* _ASSIGNMENT_: Output only the span of lines that begins at the line containing "Reviewer check: each instance of the white" and ends at the last line of the data, both included, exactly as they appear.

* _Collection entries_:
━━━━━━━━━━

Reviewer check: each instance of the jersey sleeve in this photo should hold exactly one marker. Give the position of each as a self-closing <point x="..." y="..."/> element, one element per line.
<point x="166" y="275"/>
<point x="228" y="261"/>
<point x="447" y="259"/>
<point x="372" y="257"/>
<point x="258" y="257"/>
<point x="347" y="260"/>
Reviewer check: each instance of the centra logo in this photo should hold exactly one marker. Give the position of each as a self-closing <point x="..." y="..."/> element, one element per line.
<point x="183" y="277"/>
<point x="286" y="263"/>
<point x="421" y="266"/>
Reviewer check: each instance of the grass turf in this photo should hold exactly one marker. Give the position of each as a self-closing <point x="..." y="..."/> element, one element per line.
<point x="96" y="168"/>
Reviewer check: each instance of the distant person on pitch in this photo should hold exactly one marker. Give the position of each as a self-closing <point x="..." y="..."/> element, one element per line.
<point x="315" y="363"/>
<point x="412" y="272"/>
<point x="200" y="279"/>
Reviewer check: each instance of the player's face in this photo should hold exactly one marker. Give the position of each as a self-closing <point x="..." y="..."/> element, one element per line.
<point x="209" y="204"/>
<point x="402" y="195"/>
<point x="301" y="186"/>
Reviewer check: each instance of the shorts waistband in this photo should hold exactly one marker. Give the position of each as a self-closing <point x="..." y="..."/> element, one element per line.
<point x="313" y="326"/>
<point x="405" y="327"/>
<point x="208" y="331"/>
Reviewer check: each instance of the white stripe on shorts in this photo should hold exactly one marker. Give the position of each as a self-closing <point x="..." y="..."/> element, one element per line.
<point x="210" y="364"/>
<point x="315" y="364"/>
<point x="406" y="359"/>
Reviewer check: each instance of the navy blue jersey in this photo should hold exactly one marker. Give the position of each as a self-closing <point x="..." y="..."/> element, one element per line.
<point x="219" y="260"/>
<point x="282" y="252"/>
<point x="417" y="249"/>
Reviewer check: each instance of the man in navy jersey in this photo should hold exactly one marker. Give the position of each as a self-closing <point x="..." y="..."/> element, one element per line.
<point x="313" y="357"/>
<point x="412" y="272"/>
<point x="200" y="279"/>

━━━━━━━━━━

* _THE COMPLETED TASK_:
Reviewer check: each instance of the white stripe on shorts in this photo should hold exactly one marker. Give the position of each as a self-closing <point x="..." y="..."/> element, one element per line.
<point x="210" y="364"/>
<point x="315" y="364"/>
<point x="406" y="359"/>
Reviewer check: each instance of the navy blue jersey in this photo should hold exactly one marker. Give the position of each as a self-closing <point x="..." y="..."/> element, one element per line.
<point x="219" y="260"/>
<point x="282" y="252"/>
<point x="417" y="249"/>
Reviewer check: each instance of the man in navy jersey in this photo should hold exactly one marker. Give the position of each as a self-closing <point x="..." y="..."/> element, one element per line.
<point x="313" y="357"/>
<point x="412" y="272"/>
<point x="200" y="279"/>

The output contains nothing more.